• Description of the task: An exact copy of the records is needed; please leave the images out.

• Extracted material:
⟨
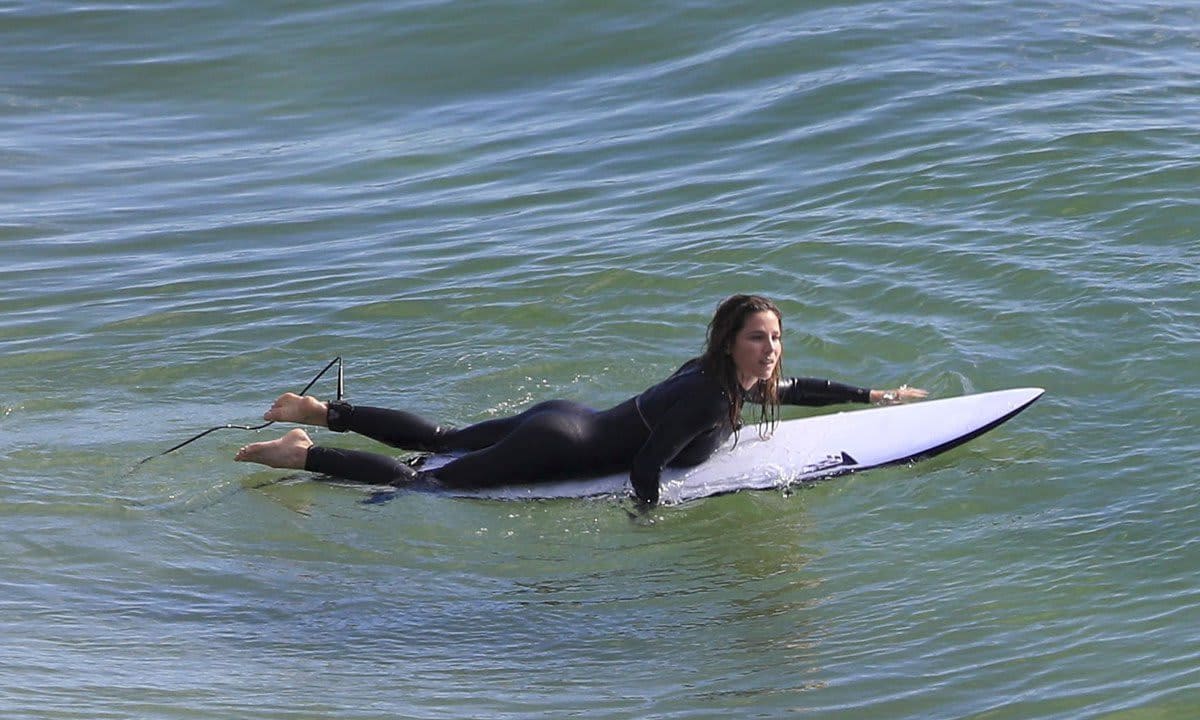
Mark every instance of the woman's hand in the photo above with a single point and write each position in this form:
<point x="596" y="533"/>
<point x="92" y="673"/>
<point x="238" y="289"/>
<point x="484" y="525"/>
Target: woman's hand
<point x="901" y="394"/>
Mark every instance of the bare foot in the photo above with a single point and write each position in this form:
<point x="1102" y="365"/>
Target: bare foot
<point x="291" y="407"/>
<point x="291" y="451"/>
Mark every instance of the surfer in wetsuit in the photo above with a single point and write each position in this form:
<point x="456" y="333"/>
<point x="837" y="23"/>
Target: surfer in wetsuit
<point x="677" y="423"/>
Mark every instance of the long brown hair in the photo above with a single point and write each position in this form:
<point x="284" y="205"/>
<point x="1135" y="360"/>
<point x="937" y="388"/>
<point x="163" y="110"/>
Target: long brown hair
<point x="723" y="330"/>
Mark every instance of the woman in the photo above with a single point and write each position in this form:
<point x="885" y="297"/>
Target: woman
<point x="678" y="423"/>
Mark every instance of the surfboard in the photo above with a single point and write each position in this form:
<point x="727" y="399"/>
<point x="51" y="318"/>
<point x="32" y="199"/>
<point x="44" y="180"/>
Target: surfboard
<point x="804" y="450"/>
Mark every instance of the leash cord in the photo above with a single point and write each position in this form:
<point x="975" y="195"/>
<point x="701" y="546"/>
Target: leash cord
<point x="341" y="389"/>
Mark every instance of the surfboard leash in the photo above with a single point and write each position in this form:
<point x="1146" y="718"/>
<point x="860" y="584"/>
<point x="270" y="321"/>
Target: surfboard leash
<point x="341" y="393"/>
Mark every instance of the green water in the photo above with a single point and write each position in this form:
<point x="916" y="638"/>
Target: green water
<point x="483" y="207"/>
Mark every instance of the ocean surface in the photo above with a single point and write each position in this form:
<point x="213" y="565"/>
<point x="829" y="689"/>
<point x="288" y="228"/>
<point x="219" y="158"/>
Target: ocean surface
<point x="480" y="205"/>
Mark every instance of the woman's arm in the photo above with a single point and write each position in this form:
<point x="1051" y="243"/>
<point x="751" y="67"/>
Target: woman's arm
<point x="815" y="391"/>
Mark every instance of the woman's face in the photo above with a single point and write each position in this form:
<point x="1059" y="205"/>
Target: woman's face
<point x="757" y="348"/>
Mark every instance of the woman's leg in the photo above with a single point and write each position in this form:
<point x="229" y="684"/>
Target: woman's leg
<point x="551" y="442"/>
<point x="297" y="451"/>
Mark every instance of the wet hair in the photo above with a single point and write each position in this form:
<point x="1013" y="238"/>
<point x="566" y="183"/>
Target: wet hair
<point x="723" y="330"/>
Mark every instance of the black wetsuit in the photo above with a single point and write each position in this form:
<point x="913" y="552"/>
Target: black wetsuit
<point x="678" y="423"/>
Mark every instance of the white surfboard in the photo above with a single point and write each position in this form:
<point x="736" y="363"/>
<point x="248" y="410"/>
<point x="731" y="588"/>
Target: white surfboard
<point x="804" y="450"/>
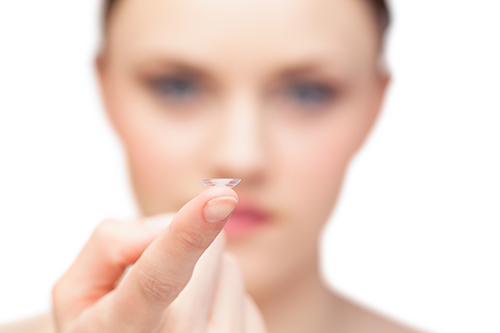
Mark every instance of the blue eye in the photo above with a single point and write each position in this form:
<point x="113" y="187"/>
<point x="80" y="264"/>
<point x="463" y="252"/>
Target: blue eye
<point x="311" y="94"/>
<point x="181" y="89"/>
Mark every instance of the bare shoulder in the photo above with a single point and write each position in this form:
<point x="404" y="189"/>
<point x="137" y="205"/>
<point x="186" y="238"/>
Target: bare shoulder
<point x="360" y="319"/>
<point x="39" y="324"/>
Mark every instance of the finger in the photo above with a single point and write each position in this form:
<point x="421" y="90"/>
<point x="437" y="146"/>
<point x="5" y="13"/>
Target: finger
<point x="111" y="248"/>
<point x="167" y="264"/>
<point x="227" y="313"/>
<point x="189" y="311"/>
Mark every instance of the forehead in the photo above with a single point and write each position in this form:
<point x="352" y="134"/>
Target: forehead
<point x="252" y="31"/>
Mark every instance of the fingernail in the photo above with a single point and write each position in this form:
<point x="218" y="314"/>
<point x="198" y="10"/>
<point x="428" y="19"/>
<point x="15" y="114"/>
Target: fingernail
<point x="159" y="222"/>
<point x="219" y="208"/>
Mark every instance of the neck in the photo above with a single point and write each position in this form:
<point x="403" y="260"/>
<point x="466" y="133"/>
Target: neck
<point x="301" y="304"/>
⟩
• Output for this task:
Mark every instance of the woman's hand in the photo above with a single point and write each position in this form:
<point x="596" y="533"/>
<point x="92" y="673"/>
<point x="238" y="289"/>
<point x="484" y="525"/>
Target: woman's hand
<point x="901" y="394"/>
Mark every instance of the bare foot in the photo above with a single point and write each position in this form:
<point x="1102" y="365"/>
Target: bare foot
<point x="291" y="407"/>
<point x="291" y="451"/>
Mark every instance of the surfer in wetsuit in the photo above with a single point and write each position in this form:
<point x="456" y="333"/>
<point x="837" y="23"/>
Target: surfer in wetsuit
<point x="677" y="423"/>
Mark every instance of the long brown hair in the photo above with a single point and write each position in this form:
<point x="284" y="205"/>
<point x="1135" y="360"/>
<point x="937" y="388"/>
<point x="163" y="110"/>
Target: long brown hair
<point x="723" y="330"/>
Mark every instance of the woman in the photo above with a single point and write each position in this form:
<point x="885" y="297"/>
Target: woman
<point x="678" y="423"/>
Mark every instance of the surfboard in the photo above with a single point and write each position in this form:
<point x="727" y="399"/>
<point x="51" y="318"/>
<point x="32" y="199"/>
<point x="44" y="180"/>
Target: surfboard
<point x="804" y="450"/>
Mark every instance of the leash cord in the photo above with a single point and write each position in this form:
<point x="975" y="195"/>
<point x="701" y="546"/>
Target: leash cord
<point x="341" y="389"/>
Mark every instance of the surfboard leash in the photo above with a single point and write each position in this form:
<point x="1146" y="718"/>
<point x="860" y="584"/>
<point x="270" y="321"/>
Target: surfboard leash
<point x="341" y="393"/>
Mark every instance of the green water in the photo above with a single point and write each position in this form:
<point x="916" y="638"/>
Target: green water
<point x="483" y="207"/>
Mark every instance of the ocean surface in the photo above with a single point and write each position in this form:
<point x="213" y="565"/>
<point x="829" y="689"/>
<point x="288" y="228"/>
<point x="219" y="158"/>
Target: ocean surface
<point x="480" y="205"/>
Mark every instance of the woman's arm in the photo above with a single point and write each position in this form:
<point x="1051" y="243"/>
<point x="751" y="67"/>
Target: woman's arm
<point x="815" y="391"/>
Mark every instance of the woman's face in the photo above with a single point and write each position in this form:
<point x="1059" y="205"/>
Target: woman's face
<point x="757" y="348"/>
Mark every instance of the woman's leg in the photo above with a single point and write each position in this form:
<point x="229" y="684"/>
Target: woman's leg
<point x="551" y="442"/>
<point x="297" y="451"/>
Mark every instance of the wet hair in the photo above with a single point and write each position in this form:
<point x="1013" y="238"/>
<point x="566" y="183"/>
Target: wet hair
<point x="723" y="330"/>
Mark every instance of the black wetsuit in the photo above with a single point and write each position in this form:
<point x="913" y="552"/>
Target: black wetsuit
<point x="678" y="423"/>
Mark every instance of the white surfboard in the photo above with a single point and write each position in this form:
<point x="736" y="363"/>
<point x="248" y="410"/>
<point x="731" y="588"/>
Target: white surfboard
<point x="804" y="450"/>
Mark every instance of the blue eye in the photo above with a single point and write each position in this form:
<point x="113" y="187"/>
<point x="80" y="264"/>
<point x="463" y="252"/>
Target: blue eye
<point x="311" y="94"/>
<point x="181" y="89"/>
Mark every instance of the bare shoulder in the photo above with a single point and write each position in this form:
<point x="404" y="189"/>
<point x="137" y="205"/>
<point x="186" y="238"/>
Target: bare shoulder
<point x="360" y="319"/>
<point x="39" y="324"/>
Mark every instance of the finger in the photo above with a single point and write each position in this form:
<point x="421" y="90"/>
<point x="437" y="146"/>
<point x="5" y="13"/>
Target: finger
<point x="111" y="248"/>
<point x="167" y="264"/>
<point x="227" y="313"/>
<point x="189" y="311"/>
Mark every instance of the forehead in the photo above with a single point and write each position in this form:
<point x="352" y="134"/>
Target: forehead
<point x="252" y="31"/>
Mark every instance of the fingernail in the photo above with a single point and write each position in this form:
<point x="218" y="314"/>
<point x="198" y="10"/>
<point x="428" y="19"/>
<point x="15" y="114"/>
Target: fingernail
<point x="159" y="222"/>
<point x="219" y="208"/>
Mark every instance of the neck in the photo above with a single point and write each position in this form:
<point x="403" y="260"/>
<point x="466" y="133"/>
Target: neck
<point x="301" y="304"/>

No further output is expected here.